Collect every line below that contains the string "trailer", matching case exactly, and copy each one in full.

-- Start SUPPLIED RECORDS --

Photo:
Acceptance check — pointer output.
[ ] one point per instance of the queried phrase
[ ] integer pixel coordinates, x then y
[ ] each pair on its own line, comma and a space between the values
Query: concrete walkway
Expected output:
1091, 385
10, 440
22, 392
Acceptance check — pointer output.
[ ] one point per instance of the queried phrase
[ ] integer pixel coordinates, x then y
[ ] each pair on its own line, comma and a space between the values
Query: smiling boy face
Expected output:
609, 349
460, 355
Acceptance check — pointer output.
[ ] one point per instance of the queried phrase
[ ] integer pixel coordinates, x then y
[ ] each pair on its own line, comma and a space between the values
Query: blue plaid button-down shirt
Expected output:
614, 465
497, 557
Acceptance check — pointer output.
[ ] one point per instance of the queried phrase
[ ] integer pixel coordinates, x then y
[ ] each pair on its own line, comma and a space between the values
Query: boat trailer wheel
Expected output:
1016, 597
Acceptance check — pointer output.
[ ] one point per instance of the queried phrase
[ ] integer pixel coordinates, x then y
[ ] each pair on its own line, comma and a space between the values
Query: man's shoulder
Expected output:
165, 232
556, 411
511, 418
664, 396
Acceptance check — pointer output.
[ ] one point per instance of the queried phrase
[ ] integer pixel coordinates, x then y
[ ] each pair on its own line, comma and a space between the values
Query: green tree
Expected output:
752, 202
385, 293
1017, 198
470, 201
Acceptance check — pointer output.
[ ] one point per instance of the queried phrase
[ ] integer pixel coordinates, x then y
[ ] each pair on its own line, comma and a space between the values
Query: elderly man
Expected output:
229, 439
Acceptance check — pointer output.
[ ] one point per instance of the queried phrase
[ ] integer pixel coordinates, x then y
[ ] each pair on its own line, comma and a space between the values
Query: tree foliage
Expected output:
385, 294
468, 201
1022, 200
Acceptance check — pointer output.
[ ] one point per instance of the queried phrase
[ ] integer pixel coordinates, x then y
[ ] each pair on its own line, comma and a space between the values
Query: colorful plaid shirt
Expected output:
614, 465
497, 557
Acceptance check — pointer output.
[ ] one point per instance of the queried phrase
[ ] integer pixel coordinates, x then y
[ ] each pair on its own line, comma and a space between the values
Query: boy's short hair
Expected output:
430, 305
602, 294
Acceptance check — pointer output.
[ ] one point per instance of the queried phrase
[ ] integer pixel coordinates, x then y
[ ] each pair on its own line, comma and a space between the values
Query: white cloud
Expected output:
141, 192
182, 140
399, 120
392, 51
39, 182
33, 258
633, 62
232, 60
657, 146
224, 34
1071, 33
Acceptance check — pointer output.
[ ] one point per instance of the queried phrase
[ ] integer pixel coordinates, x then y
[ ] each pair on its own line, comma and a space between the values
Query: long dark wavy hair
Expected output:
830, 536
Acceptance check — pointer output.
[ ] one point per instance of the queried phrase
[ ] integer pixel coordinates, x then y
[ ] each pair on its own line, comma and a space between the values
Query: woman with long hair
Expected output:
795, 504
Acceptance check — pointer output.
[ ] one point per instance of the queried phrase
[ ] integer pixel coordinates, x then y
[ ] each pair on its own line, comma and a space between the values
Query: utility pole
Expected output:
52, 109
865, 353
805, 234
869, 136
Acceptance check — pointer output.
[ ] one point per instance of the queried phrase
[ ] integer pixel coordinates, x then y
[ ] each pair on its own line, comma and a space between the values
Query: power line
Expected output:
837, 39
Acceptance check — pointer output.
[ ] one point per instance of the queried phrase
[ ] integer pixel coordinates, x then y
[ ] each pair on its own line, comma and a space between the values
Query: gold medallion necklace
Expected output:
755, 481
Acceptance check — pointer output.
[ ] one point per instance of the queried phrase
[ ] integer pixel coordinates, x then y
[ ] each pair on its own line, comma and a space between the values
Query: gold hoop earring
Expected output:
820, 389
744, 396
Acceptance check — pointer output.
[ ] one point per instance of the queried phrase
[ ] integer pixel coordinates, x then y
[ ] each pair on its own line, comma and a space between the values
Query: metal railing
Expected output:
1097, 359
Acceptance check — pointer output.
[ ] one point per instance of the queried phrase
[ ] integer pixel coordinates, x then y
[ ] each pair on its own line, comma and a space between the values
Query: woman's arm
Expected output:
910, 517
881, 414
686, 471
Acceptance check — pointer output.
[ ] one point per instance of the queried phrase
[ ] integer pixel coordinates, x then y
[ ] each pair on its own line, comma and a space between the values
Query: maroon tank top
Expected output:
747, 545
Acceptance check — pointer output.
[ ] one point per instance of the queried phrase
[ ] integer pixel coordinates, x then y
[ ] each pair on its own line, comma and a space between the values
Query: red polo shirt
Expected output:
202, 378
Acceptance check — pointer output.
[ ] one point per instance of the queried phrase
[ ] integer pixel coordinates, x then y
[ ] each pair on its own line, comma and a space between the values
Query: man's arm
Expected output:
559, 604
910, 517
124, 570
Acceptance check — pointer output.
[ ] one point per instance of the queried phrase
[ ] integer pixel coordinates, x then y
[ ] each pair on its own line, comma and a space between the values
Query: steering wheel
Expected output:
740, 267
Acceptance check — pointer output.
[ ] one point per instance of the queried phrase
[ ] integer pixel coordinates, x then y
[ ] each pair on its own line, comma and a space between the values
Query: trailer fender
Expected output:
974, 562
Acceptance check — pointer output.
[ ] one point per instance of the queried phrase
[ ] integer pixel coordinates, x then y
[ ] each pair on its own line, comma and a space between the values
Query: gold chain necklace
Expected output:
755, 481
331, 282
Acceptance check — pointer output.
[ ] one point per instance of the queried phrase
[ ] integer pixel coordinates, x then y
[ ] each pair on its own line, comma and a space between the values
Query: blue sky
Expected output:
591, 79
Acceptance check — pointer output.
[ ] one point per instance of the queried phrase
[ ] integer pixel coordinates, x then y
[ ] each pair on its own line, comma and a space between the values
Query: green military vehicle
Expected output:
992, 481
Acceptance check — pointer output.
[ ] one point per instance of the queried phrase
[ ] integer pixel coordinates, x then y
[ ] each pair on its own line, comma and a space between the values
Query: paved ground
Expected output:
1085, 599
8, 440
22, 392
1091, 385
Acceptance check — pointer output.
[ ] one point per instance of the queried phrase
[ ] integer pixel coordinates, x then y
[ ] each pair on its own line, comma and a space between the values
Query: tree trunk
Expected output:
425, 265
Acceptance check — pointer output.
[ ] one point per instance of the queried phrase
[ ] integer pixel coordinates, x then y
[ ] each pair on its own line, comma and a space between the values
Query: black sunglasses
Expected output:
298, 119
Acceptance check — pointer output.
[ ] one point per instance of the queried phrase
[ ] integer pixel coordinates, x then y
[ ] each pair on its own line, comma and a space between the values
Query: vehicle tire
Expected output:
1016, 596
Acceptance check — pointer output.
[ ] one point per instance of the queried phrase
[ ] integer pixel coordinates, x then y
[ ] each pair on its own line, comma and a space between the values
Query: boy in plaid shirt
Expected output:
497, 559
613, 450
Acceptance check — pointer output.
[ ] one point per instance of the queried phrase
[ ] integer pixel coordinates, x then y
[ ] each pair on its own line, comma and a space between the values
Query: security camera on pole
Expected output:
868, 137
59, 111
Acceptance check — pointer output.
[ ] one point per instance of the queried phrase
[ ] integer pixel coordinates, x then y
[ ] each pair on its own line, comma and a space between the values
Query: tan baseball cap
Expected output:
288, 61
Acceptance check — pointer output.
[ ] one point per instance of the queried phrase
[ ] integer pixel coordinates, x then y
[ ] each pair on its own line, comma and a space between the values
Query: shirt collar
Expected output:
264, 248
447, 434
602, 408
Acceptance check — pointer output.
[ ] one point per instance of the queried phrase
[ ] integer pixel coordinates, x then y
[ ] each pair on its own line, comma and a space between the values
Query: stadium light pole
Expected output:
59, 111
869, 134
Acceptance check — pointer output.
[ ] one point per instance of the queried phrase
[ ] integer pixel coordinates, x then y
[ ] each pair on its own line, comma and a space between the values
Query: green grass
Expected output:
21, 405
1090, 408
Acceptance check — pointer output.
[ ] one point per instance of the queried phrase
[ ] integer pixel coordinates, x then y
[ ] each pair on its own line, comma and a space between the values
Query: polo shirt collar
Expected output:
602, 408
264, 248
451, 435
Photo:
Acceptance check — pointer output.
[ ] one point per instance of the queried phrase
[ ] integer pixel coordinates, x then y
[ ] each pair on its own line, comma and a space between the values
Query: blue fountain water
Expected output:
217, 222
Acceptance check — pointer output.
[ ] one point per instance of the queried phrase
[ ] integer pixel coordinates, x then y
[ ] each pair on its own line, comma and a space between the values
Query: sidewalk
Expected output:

-- End SUPPLIED RECORDS --

EXERCISE SOLUTION:
Query: boat trailer wheel
Query: trailer fender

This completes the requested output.